**TO DO:** Please reproduce the text below on walks from Barking Abbey to Barking Riverside and from Woolwich to the Greenwich cable car, in full and word for word.

Exploring Old & New Barking – Abbey Ruins to Barking Riverside

There’s yet another new London taking shape on the edge of Barking at Barking Riverside:

“A brand new neighbourhood is being created alongside two km of Thames river frontage at Barking Riverside, one of the most ambitious and important new developments in the UK. Outline planning permission was granted in 2007 for 10,800 homes on the former power station site.”Barking Riverside website

The excursion out to Barking Riverside began wandering through the footprint of the ruins of Barking Abbey, that great powerhouse of early medieval London. I then followed the banks of the River Roding down to Barking Creek and Creekmouth Open Space, before continuing along River Road to the huge Barking Riverside site, finishing at Dagenham Dock Station.

Woolwich Reach to the Greenwich Air Line

Part 2 of my walking video that started in the Woolwich Foot Tunnel. I pass the Thames Barrier ruminating on how tenuous London’s grip is on the solid ground we take for granted when the rising waters of the Thames could reclaim the City …. and one day will. Oddly, I find this a comforting thought.

Despite it being a sultry, cloudy day I could appreciate the narrative arc of re-crossing the Thames on the Air Line Cable Car from Greenwich to Royal Docks. If I was honest, I was a tad disappointed with the experience – when something arrives with such corporate fan fare you’re entitled to expect to have your mind blown. But as the cable car glides to its summit mid Thames look southwards to the highlands of the ridge of land running from Greenwich to Belvedere and from there are views that will truly twist your melon.

**PROVIDED INFORMATION:**
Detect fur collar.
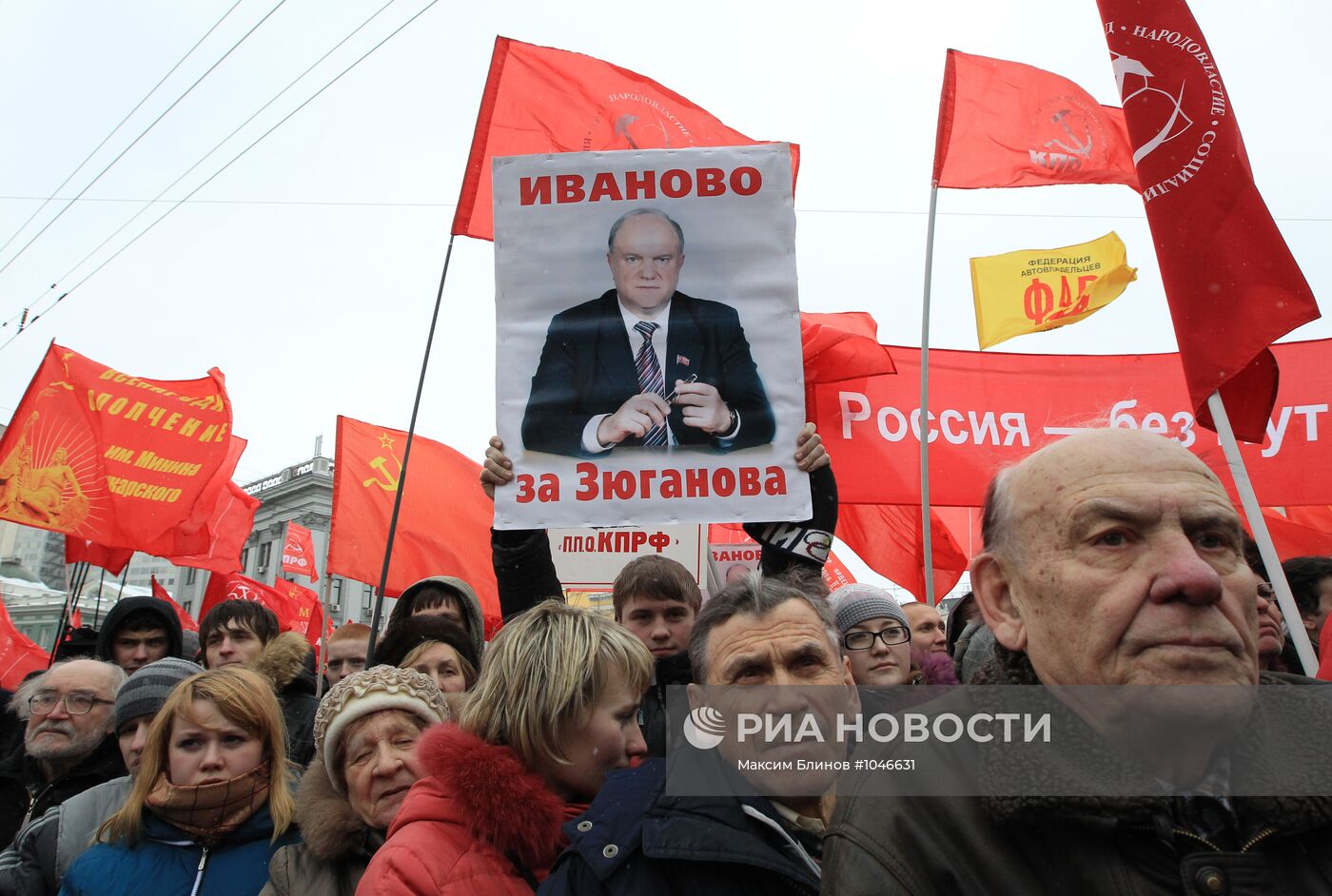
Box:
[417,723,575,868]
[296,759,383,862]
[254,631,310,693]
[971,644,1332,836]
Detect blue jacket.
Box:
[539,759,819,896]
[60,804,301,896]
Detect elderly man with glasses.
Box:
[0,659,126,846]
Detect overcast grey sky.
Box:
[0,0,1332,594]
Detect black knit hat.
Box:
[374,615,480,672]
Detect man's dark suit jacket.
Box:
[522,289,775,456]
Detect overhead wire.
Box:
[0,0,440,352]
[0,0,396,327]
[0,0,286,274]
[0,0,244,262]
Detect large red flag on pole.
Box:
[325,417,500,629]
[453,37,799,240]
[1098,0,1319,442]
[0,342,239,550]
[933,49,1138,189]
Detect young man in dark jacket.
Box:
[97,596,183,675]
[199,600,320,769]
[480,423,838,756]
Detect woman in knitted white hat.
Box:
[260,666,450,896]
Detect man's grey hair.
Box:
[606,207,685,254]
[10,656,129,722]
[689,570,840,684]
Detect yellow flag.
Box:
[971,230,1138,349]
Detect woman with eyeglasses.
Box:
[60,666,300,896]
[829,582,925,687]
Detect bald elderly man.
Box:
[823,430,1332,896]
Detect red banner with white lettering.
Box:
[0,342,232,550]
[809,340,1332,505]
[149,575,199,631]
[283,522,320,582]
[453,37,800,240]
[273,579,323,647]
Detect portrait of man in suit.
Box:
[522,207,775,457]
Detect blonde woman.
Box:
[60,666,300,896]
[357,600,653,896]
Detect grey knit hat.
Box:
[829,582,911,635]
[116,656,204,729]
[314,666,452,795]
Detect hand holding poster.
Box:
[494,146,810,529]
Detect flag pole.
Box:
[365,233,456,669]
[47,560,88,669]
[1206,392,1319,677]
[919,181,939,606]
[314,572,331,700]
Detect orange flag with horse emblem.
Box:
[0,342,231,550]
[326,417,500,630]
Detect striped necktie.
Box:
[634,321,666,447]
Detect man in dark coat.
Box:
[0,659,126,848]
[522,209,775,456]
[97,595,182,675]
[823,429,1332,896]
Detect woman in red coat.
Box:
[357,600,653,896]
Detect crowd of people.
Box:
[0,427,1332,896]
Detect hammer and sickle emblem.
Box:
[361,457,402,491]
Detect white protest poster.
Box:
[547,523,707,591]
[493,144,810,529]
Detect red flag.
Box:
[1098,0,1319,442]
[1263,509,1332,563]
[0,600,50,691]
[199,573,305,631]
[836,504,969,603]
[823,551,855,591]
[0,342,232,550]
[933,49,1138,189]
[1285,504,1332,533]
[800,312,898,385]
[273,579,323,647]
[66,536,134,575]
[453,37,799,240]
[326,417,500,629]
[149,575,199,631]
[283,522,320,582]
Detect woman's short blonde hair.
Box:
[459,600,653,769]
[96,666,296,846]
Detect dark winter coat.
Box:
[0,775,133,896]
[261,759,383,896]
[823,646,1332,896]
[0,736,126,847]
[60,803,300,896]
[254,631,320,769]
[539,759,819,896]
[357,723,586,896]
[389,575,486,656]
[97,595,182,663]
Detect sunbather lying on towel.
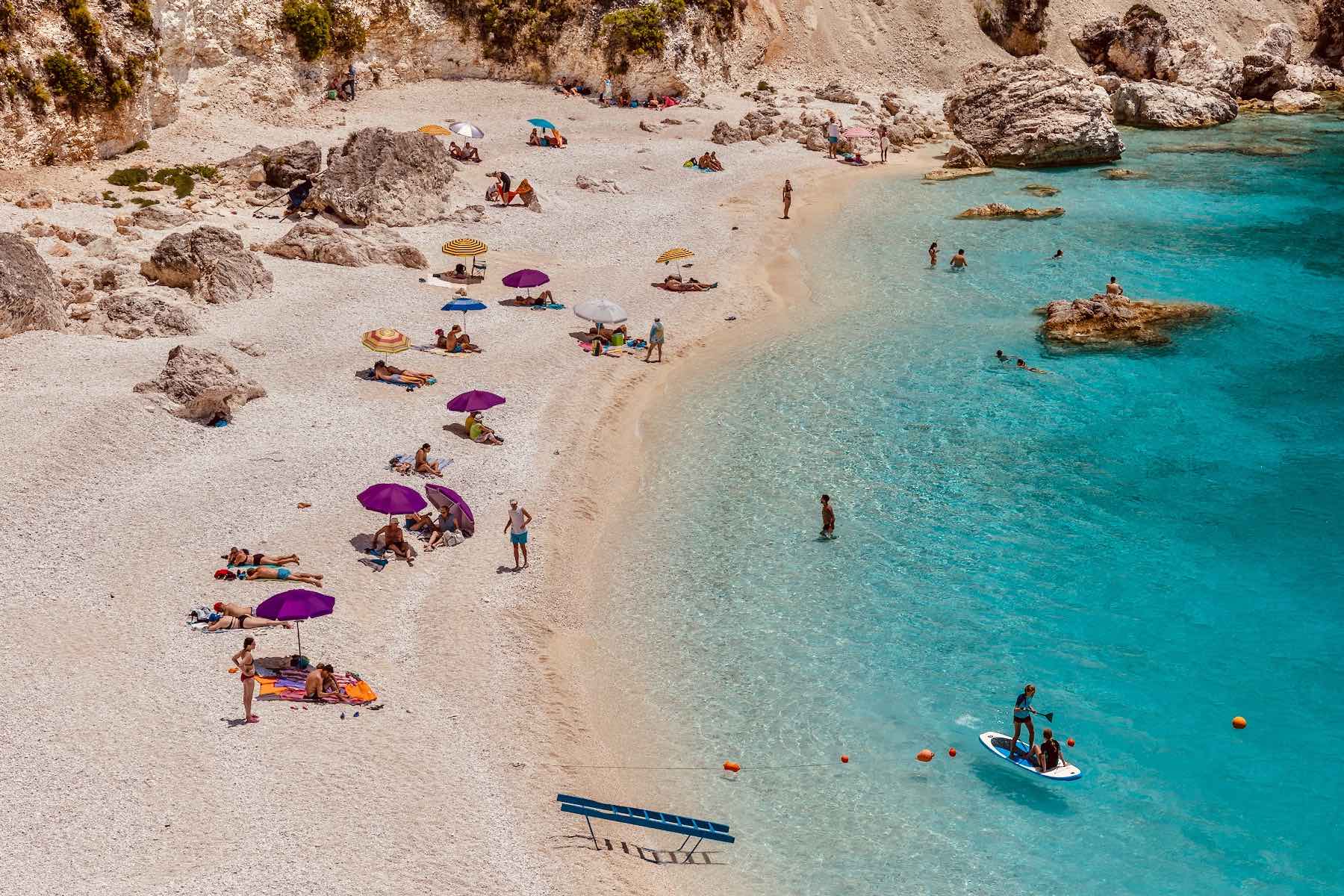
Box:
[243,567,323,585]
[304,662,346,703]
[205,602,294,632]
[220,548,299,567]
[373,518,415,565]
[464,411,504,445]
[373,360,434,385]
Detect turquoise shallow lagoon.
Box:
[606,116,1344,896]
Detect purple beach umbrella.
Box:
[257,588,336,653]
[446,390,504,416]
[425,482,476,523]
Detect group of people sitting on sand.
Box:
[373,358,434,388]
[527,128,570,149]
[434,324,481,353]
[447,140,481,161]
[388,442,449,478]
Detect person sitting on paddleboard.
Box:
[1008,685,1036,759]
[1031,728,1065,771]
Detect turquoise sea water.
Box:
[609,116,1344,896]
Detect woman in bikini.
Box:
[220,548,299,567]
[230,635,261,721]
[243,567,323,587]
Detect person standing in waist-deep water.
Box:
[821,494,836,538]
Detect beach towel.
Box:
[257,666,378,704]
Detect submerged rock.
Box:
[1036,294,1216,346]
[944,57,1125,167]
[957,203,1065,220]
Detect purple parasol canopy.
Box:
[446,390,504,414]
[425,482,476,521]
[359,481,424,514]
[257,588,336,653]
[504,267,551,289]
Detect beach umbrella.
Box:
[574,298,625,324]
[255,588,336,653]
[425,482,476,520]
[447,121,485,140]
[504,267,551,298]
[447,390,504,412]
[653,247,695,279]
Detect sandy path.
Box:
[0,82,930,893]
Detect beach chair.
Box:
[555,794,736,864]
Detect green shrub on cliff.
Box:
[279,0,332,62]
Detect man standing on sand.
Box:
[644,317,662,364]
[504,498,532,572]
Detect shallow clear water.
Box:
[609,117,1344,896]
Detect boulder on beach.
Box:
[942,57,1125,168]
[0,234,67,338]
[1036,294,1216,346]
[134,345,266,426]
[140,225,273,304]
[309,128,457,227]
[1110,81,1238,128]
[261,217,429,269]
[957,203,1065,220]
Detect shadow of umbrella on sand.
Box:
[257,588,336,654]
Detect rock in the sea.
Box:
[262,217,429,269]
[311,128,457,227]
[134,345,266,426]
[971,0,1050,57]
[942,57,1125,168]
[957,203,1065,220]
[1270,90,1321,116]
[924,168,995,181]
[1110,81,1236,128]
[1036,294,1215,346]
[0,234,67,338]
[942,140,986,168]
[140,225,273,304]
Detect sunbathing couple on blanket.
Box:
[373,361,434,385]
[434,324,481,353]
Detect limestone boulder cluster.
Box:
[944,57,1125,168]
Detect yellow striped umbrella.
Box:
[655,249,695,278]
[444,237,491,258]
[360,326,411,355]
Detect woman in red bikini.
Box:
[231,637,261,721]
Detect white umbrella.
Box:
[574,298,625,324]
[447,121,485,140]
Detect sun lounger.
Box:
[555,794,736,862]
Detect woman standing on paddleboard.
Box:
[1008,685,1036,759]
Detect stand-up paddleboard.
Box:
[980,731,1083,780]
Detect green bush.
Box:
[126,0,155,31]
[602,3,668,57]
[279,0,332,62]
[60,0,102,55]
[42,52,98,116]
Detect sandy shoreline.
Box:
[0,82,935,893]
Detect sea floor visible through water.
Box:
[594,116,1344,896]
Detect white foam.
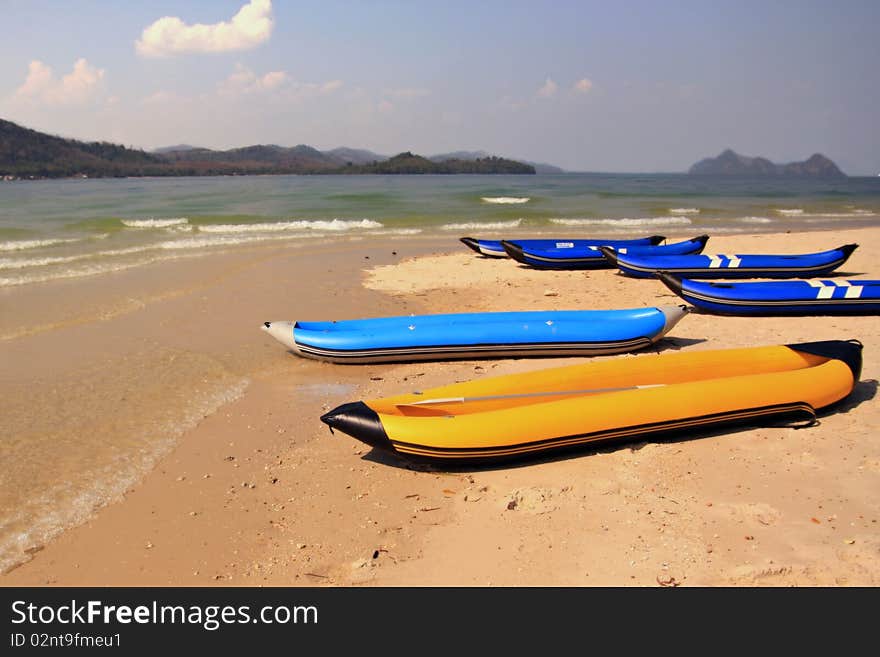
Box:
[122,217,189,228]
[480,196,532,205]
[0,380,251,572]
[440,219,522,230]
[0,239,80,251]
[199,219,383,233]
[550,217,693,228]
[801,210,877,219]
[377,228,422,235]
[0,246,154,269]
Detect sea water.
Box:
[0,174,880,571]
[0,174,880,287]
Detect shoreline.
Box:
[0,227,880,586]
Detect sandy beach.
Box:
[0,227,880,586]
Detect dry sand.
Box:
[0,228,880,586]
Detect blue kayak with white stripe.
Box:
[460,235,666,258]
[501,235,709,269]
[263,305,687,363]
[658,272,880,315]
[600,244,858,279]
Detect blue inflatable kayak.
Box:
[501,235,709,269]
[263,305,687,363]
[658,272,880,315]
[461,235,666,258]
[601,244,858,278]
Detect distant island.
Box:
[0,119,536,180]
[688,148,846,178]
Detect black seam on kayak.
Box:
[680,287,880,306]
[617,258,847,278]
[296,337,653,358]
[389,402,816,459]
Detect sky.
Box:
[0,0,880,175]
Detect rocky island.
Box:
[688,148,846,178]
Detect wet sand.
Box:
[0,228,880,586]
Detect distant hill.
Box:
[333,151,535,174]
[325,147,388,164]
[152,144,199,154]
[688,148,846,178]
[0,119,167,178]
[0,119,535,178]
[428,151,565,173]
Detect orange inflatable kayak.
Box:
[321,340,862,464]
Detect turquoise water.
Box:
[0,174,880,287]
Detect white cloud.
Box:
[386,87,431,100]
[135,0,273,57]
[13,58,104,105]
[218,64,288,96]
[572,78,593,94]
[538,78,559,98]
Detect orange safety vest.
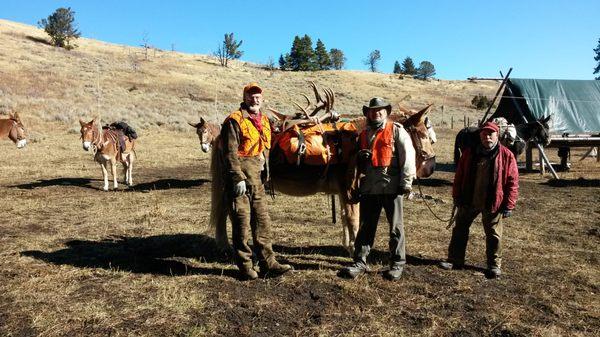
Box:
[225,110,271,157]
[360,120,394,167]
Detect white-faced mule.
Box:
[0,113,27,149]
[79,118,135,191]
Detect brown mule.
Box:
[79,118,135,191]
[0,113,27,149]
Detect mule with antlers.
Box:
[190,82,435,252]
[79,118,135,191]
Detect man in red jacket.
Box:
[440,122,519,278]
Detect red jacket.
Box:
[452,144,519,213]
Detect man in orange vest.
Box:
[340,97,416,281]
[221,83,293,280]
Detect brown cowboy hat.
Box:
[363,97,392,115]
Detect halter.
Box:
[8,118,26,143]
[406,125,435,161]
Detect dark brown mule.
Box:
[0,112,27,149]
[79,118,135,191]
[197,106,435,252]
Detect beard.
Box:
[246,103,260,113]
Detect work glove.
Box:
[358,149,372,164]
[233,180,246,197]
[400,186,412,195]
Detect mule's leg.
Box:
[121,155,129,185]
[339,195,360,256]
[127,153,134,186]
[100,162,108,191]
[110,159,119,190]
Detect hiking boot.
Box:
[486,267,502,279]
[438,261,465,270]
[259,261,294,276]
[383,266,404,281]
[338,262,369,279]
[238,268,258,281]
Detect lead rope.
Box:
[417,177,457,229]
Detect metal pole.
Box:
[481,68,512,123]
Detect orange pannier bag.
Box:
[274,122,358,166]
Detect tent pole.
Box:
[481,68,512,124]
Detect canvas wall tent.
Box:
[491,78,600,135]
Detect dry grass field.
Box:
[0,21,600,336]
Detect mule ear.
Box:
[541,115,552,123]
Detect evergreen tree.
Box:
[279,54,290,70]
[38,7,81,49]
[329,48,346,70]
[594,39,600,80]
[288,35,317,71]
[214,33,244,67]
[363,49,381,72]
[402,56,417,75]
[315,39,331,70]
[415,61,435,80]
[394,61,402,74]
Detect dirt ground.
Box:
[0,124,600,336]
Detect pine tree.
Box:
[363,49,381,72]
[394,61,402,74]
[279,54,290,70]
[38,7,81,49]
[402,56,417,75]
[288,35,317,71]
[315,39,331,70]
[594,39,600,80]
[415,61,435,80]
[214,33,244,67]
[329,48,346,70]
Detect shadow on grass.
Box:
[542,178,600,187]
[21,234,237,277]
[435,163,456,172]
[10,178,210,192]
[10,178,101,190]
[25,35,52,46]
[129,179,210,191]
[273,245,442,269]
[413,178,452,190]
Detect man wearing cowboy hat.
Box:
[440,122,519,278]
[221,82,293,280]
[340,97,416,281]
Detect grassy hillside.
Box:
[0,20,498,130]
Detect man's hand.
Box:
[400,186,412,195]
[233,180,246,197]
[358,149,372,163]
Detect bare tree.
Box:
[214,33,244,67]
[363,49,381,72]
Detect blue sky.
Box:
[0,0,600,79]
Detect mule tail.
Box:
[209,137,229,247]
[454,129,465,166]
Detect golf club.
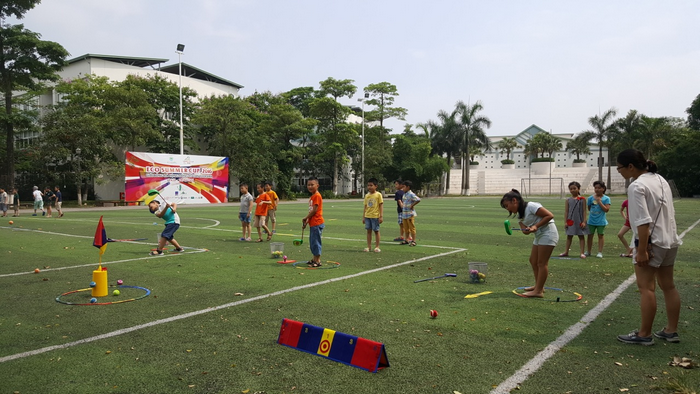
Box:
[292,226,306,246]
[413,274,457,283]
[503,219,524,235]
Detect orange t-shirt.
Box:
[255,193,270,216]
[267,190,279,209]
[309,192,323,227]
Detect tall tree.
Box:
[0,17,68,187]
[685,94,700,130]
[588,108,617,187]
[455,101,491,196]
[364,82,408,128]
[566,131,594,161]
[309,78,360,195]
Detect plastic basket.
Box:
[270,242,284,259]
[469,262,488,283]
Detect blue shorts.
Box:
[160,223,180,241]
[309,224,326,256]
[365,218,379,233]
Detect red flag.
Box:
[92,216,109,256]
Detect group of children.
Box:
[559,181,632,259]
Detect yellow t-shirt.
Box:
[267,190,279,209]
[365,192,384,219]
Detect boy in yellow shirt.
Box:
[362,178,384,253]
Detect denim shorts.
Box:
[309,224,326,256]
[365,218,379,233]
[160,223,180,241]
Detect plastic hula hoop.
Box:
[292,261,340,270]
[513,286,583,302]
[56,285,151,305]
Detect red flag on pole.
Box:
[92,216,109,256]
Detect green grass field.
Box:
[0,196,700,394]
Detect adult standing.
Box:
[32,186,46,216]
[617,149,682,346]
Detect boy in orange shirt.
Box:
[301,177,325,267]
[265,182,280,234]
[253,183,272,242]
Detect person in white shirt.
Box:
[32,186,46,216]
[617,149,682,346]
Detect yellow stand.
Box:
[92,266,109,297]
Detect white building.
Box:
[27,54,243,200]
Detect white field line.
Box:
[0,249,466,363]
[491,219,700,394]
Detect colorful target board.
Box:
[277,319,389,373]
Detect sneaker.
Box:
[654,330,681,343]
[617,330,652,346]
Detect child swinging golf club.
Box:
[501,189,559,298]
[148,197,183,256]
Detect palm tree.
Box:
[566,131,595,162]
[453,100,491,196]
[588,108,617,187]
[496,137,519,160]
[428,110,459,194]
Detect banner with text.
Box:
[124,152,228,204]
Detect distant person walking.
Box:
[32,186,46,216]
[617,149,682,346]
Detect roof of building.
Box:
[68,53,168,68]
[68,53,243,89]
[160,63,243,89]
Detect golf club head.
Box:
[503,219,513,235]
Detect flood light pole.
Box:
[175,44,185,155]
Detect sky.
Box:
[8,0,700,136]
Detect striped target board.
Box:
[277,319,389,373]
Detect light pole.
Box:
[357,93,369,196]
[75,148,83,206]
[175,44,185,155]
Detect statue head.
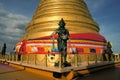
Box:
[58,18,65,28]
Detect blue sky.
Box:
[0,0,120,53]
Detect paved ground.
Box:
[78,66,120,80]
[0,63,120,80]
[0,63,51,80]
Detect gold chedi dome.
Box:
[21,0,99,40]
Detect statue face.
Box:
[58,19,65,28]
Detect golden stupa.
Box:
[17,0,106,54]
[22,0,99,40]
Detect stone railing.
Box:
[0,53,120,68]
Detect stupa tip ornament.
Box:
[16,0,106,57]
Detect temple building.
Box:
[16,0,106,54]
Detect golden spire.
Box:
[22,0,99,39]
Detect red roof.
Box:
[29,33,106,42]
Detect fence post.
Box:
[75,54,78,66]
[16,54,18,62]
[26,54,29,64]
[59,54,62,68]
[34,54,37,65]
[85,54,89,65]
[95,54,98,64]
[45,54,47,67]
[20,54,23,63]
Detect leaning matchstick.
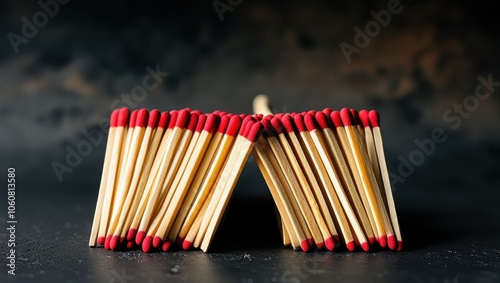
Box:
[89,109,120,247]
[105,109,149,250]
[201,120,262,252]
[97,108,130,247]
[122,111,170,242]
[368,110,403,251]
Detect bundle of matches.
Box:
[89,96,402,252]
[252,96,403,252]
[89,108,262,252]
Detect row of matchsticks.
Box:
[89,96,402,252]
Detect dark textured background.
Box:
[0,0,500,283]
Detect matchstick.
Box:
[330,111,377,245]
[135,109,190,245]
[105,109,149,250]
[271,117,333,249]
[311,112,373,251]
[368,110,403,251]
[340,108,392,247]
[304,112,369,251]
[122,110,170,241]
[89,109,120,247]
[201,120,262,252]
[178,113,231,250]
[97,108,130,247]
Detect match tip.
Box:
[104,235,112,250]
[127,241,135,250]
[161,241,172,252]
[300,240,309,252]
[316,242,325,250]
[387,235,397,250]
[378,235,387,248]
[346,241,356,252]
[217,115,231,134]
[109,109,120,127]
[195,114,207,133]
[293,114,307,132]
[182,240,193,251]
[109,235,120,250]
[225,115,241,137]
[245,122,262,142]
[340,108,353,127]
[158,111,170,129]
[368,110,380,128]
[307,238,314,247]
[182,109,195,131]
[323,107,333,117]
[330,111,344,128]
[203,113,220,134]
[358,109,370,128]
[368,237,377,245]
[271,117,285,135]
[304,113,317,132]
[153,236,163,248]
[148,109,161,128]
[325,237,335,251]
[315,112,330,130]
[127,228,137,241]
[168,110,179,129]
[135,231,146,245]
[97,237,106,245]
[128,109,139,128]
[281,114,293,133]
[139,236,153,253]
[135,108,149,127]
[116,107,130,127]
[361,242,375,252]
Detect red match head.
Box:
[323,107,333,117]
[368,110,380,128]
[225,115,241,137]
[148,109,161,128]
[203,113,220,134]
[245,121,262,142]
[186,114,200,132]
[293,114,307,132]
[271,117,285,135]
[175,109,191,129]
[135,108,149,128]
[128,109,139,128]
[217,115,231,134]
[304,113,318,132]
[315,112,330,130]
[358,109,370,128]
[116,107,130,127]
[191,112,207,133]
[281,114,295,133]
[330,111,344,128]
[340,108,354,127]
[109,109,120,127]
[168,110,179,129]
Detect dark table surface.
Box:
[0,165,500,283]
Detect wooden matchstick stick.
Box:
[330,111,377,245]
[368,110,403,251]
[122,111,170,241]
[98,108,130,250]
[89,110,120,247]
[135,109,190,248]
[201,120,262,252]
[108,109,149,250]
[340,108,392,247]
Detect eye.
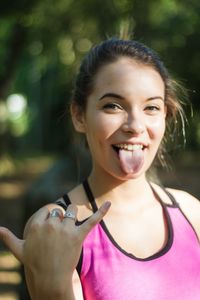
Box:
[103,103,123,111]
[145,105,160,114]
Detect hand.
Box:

**TASK SOLUTION:**
Exploring Old & New Barking – Abbey Ruins to Barking Riverside

There’s yet another new London taking shape on the edge of Barking at Barking Riverside:

“A brand new neighbourhood is being created alongside two km of Thames river frontage at Barking Riverside, one of the most ambitious and important new developments in the UK. Outline planning permission was granted in 2007 for 10,800 homes on the former power station site.”Barking Riverside website

The excursion out to Barking Riverside began wandering through the footprint of the ruins of Barking Abbey, that great powerhouse of early medieval London. I then followed the banks of the River Roding down to Barking Creek and Creekmouth Open Space, before continuing along River Road to the huge Barking Riverside site, finishing at Dagenham Dock Station.

Woolwich Reach to the Greenwich Air Line

Part 2 of my walking video that started in the Woolwich Foot Tunnel. I pass the Thames Barrier ruminating on how tenuous London’s grip is on the solid ground we take for granted when the rising waters of the Thames could reclaim the City …. and one day will. Oddly, I find this a comforting thought.

Despite it being a sultry, cloudy day I could appreciate the narrative arc of re-crossing the Thames on the Air Line Cable Car from Greenwich to Royal Docks. If I was honest, I was a tad disappointed with the experience – when something arrives with such corporate fan fare you’re entitled to expect to have your mind blown. But as the cable car glides to its summit mid Thames look southwards to the highlands of the ridge of land running from Greenwich to Belvedere and from there are views that will truly twist your melon.